→ **Data supplied**
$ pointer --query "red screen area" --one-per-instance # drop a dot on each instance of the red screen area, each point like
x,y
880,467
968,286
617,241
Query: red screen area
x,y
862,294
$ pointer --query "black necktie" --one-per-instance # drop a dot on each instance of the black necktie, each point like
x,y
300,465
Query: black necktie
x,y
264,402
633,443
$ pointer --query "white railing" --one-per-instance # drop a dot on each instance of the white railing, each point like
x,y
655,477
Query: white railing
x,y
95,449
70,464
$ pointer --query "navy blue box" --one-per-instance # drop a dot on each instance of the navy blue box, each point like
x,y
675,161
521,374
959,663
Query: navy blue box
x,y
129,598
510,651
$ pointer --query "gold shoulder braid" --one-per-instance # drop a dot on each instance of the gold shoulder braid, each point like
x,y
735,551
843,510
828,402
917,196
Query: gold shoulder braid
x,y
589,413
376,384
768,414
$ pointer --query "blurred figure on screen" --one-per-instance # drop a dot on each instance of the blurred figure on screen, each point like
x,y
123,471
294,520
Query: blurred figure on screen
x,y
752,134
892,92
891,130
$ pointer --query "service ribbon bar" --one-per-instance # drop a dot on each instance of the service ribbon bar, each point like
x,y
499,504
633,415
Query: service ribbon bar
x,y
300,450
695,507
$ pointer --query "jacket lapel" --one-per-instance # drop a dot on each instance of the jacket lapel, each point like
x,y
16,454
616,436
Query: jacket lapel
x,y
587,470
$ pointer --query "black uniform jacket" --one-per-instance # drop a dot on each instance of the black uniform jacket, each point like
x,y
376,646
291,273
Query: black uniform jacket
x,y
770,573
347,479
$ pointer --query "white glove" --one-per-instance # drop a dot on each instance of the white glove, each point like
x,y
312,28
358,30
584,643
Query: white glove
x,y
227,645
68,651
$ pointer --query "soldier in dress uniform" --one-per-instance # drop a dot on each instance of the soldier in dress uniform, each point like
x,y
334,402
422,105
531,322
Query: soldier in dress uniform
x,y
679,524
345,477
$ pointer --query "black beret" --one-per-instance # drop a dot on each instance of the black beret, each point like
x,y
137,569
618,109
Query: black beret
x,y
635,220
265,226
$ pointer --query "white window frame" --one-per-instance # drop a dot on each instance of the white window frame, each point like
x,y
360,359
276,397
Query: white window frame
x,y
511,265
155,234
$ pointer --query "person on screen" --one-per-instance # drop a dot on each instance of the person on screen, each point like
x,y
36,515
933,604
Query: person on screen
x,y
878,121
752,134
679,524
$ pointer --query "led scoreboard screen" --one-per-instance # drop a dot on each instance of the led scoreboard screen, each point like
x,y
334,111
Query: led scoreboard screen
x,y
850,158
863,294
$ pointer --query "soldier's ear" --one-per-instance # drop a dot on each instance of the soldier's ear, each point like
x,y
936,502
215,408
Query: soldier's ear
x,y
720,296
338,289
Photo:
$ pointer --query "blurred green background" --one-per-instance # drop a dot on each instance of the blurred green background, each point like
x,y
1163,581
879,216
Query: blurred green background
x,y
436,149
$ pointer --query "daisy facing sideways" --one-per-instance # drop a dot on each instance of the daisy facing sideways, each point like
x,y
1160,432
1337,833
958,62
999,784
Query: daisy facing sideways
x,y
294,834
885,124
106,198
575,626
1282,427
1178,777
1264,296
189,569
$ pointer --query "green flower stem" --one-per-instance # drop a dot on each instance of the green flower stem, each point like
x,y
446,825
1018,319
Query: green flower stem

→ **Task prompt**
Please output the complete data exactly.

→ **Task answer**
$ pointer --query "red screen area" --one-per-instance # drop a dot on each instance of the red screen area, each point like
x,y
880,467
968,286
617,241
Query: red screen area
x,y
862,294
$ pointer --query "black necktie" --one-per-instance # drop a dot on each instance of the black necktie, each point like
x,y
300,465
Query: black necktie
x,y
264,402
633,443
$ pointer --query "white railing" --one-per-instance # drop a dot on each instance of the white railing, each point like
x,y
655,477
Query: white railing
x,y
95,449
70,464
$ pointer --query "navy blue box" --one-per-instance # drop a dot on each instance of the navy blue box, each point like
x,y
675,161
521,374
959,663
Query: navy blue box
x,y
129,598
510,651
$ pointer --query "gold shoulder braid" --one-per-instance # drop a dot on each instance of the gold shoulder braid, each point like
x,y
735,551
843,510
828,402
917,196
Query: gold shoulder braid
x,y
589,413
376,384
768,414
$ pointer --query "blurred figure on screen" --one-per-instance # drop a dot on each instance of the blurred figure on screen, each point like
x,y
123,471
294,520
Query: blurred figure on screen
x,y
752,134
892,92
891,130
$ pointer --query "service ribbon bar" --one-per-instance # drop a dot on each instance of the service ribbon bar, each point like
x,y
499,504
633,415
Query: service ribbon bar
x,y
300,450
695,507
$ pointer --query "jacket lapel" --one-per-instance # drop a dot on each instance of the jacket lapel, each point like
x,y
16,454
616,436
Query: jacket lapel
x,y
587,470
$ pointer --query "black uniform jacket" --one-per-instance # drop a dot on each instance of the black uniform jacket, each point like
x,y
376,646
291,273
Query: black uniform jacket
x,y
770,573
347,479
$ pointer --query "white glove" --one-per-instance # drop a dot on each instance of the white glove, each point like
x,y
312,28
358,30
584,643
Query: white glove
x,y
227,645
68,651
$ pointer --query "soldier in dress uniform" --one-per-instance # drop a dot on each instance of the soldier in dress uniform, each point like
x,y
334,402
422,105
531,322
Query: soldier in dress uniform
x,y
679,524
345,477
$ pointer --query "black beret" --one-per-instance # drop a dot on each instance of the black beret, each point like
x,y
137,569
618,109
Query: black beret
x,y
635,220
265,226
$ pointer --query "white window frame" --one-per-instance # drop a dot on each instance of the white window frame, each point like
x,y
360,359
276,397
Query: white window frame
x,y
511,265
155,234
$ pointer --query "person on screen" --one-per-instance # drop a dot on each instance of the person on screen, each point like
x,y
36,515
933,604
Query: person on screen
x,y
878,121
752,134
679,524
$ pointer --query "led scoreboard screen" --one-per-instance # drop a dot on each instance of the led scoreboard screen, each point like
x,y
334,111
Query: led scoreboard screen
x,y
850,158
863,294
$ pointer --query "soldier's ear" --one-per-instance # drop a dot on each instance of the soldier's ear, each point like
x,y
936,502
215,408
Query: soldier's ear
x,y
720,296
338,289
Photo:
$ pointer --query "blurred green background" --one-per-instance # drop a dot on each instance of the blurred green background, each point like
x,y
1163,581
879,216
Query: blurred green background
x,y
436,149
$ pointer --query "daisy facing sideways" --one-per-instance # drop a dot on each instance of the daisy facing sideways, each point like
x,y
1160,432
1337,833
958,62
999,784
Query: daisy facing sideways
x,y
294,834
885,124
106,198
575,626
1282,427
1178,777
1264,296
189,569
$ pointer --query "green flower stem" --one-per-instance # drop a dot on each instance of the green flower stem, each point like
x,y
446,825
1018,319
Query: green flower stem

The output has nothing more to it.